══ DATASET ══
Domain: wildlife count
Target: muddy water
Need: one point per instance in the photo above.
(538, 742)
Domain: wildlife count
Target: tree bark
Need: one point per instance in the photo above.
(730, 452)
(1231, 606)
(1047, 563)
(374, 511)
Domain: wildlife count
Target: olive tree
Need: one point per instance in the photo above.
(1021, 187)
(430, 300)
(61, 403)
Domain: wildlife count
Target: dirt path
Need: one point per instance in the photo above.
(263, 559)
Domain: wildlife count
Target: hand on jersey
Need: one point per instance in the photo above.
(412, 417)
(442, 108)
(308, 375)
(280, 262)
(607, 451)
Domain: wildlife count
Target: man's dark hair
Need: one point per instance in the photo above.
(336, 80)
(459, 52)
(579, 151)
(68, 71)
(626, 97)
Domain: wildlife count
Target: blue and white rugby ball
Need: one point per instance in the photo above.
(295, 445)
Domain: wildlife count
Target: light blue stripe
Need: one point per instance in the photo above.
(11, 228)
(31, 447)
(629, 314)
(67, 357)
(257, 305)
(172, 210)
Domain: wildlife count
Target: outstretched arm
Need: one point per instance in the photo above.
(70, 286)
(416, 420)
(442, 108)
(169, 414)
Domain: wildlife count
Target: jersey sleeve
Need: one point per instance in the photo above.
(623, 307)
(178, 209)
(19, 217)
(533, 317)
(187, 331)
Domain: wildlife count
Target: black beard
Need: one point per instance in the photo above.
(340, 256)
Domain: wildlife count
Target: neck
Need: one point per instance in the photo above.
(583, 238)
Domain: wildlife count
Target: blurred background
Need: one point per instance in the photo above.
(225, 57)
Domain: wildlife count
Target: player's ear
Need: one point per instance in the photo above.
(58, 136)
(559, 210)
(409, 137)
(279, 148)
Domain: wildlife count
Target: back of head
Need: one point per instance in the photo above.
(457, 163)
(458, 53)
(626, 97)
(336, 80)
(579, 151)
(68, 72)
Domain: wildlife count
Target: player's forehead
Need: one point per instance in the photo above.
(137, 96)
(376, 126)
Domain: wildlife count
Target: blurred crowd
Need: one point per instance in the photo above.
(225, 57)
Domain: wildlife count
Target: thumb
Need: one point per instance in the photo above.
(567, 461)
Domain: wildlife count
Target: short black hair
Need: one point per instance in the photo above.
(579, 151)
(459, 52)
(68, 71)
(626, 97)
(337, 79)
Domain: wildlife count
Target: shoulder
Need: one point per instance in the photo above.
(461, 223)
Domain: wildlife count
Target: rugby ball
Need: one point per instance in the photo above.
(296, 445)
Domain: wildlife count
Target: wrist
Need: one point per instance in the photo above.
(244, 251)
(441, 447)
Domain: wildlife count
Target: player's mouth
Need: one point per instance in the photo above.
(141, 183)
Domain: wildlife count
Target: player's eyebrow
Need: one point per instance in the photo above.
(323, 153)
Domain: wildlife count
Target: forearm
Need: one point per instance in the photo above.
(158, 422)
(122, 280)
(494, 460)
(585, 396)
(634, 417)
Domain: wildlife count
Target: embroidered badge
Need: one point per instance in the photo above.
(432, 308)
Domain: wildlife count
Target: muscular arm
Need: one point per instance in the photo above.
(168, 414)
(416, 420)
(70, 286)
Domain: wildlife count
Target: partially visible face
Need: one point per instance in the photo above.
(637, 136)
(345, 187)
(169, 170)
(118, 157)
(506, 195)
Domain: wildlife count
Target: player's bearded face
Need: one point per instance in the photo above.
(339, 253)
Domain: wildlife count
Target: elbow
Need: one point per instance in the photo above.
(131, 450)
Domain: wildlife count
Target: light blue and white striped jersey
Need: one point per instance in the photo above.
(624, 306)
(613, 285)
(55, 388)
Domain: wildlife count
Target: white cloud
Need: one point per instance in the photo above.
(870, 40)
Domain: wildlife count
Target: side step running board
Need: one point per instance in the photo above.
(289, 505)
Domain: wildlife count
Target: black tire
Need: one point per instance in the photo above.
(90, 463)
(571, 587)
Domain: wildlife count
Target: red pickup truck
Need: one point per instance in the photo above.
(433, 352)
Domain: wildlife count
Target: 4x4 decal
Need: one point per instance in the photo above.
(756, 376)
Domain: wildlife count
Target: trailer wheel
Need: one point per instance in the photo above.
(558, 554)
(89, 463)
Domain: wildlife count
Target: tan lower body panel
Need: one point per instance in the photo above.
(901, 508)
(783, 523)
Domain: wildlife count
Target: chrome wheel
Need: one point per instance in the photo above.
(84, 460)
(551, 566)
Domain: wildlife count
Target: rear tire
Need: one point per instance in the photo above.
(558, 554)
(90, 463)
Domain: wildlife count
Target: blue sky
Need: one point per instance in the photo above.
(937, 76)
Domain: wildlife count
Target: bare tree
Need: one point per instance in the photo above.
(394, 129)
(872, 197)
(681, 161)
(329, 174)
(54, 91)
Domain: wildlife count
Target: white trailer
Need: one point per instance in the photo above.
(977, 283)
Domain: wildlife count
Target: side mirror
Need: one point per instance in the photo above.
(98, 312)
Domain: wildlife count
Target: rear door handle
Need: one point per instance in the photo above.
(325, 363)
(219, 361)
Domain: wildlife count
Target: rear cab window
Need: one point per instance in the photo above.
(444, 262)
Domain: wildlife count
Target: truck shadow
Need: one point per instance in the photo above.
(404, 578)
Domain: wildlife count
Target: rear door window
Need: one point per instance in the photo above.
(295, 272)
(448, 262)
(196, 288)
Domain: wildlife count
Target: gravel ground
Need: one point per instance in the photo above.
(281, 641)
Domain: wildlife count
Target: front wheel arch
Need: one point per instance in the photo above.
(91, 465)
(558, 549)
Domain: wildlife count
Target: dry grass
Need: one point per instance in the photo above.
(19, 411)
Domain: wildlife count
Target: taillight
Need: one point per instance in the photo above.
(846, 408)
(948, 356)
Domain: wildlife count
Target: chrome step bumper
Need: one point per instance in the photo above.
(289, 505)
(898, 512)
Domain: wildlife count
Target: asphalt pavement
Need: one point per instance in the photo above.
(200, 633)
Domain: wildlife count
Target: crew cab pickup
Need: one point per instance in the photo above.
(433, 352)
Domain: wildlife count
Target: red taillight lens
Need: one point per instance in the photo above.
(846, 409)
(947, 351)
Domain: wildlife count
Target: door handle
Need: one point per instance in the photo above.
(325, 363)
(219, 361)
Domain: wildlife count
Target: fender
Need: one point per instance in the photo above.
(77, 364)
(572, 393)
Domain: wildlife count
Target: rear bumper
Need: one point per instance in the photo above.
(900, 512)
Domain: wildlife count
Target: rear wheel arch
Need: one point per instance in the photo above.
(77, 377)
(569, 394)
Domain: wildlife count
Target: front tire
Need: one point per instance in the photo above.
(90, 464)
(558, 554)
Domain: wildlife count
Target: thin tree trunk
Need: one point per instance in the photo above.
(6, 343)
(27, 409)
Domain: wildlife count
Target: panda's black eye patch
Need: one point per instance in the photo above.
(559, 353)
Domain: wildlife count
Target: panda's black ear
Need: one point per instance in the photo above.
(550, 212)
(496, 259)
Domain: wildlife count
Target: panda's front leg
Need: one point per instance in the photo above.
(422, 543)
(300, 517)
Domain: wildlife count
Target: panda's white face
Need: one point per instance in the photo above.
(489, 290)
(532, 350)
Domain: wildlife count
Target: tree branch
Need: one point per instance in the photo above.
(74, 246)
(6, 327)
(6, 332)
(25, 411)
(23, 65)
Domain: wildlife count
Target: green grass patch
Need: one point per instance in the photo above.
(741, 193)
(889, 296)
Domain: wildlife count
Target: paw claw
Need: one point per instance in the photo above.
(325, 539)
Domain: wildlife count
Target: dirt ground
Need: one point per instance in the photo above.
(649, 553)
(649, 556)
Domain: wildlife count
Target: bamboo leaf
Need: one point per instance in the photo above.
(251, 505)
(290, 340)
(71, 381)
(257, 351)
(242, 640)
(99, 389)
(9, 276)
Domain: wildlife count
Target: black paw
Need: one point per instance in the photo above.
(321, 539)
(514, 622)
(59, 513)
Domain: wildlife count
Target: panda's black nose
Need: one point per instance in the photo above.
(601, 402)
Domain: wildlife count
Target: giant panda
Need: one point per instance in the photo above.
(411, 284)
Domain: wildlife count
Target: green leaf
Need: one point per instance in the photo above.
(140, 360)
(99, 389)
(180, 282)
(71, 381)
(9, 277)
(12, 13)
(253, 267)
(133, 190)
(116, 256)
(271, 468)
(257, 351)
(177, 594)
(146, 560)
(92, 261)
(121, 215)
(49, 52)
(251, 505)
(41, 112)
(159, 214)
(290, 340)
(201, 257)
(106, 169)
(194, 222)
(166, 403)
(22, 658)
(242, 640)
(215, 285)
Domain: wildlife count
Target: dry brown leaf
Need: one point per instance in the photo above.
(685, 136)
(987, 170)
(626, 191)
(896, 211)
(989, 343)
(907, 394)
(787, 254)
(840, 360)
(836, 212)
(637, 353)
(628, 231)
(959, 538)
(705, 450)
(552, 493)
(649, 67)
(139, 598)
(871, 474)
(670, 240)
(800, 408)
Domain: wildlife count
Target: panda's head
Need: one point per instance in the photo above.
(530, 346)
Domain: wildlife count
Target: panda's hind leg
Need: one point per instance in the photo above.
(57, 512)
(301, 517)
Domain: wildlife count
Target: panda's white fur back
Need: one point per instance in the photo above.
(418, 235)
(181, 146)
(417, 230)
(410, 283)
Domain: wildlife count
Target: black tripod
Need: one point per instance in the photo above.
═══
■ **AIM OF THE TASK**
Sift through the material above and copy each line that holds "bumper".

■ **TASK ANSWER**
Target: chrome step bumper
Target: rear bumper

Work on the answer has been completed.